Task objective » Output everything from the start of the material down to the line containing "positive clicks: (448, 106)" as a numbered list, with blank lines omitted.

Records »
★ ★ ★ ★ ★ ★ ★
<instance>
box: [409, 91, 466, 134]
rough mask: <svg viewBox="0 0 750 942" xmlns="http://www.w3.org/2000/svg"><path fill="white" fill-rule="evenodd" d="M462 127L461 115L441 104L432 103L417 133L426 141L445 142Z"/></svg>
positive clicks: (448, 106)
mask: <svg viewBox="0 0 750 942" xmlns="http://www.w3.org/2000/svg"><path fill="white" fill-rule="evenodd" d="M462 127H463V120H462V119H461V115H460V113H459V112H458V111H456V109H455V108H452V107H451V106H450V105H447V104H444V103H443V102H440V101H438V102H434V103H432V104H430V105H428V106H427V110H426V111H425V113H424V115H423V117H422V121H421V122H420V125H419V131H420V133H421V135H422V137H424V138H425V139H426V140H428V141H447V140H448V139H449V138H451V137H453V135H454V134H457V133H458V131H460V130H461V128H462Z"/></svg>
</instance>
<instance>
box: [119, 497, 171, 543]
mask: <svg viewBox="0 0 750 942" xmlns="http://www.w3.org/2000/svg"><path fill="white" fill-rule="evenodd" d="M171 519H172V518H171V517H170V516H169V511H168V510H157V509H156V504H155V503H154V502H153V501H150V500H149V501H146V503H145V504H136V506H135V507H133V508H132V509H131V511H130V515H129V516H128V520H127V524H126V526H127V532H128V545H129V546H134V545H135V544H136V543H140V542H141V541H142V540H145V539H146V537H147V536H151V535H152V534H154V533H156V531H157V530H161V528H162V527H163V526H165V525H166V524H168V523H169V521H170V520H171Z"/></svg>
★ ★ ★ ★ ★ ★ ★
Problem solution »
1. <instance>
2. box: [409, 91, 466, 134]
3. rough mask: <svg viewBox="0 0 750 942" xmlns="http://www.w3.org/2000/svg"><path fill="white" fill-rule="evenodd" d="M462 127L461 115L441 104L432 103L417 133L426 141L445 142Z"/></svg>
4. positive clicks: (448, 106)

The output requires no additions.